* [What you will do]: Translate this sentence from the forum thread below into Spanish: "The email is Base64 encoded inside the Json variable found on the page."

* [Text block]:
=====

Scrape Email address from a Tripadvisor webpage

Question:

I am trying to scrape the Email Address from the following webpage using Python-BS4-requests, but the email address is not accessible in the source code.

https://www.tripadvisor.in/Attraction_Review-g189400-d2020955-Reviews-Chat_Tours-Athens_Attica.html

The email address opens up in my Mail App, but I could not find the link to it on the page source.
I understand this could be done by observing the network tab and making the same post request that websites makes, but could not make it work.

enter image description here

enter image description here

Thanks in advance!!

Asked By: Lavi Goyal

||

Answers:

The email is Base64 encoded inside the Json variable found on the page.

You can use this example to get all emails found on page:

import re
import json
import base64
import requests
from bs4 import BeautifulSoup


url = 'https://www.tripadvisor.in/Attraction_Review-g189400-d2020955-Reviews-Chat_Tours-Athens_Attica.html'

html_data = requests.get(url).text
data = re.search(r'window.__WEB_CONTEXT__=({.*?});', html_data).group(1)
data = json.loads(data.replace('pageManifest', '"pageManifest"'))

def get_emails(val):
    if isinstance(val, dict):
        for k, v in val.items():
            if k == 'email':
                if v:
                    yield v
            else:
                yield from get_emails(v)
    elif isinstance(val, list):
        for v in val:
            yield from get_emails(v)

for email in get_emails(data):
    email = base64.b64decode(email).decode('utf-8')
    email = re.search(r'mailto:(.*)_', email).group(1)

    print(email)

Prints:

[email protected]
Answered By: Andrej Kesely

=====

* [Provided data]:
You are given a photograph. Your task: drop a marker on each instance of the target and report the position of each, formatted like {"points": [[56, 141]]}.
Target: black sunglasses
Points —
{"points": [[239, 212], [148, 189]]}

=====

* [Task result]: El correo electrónico está codificado en Base64 dentro de la variable Json que se encuentra en la página.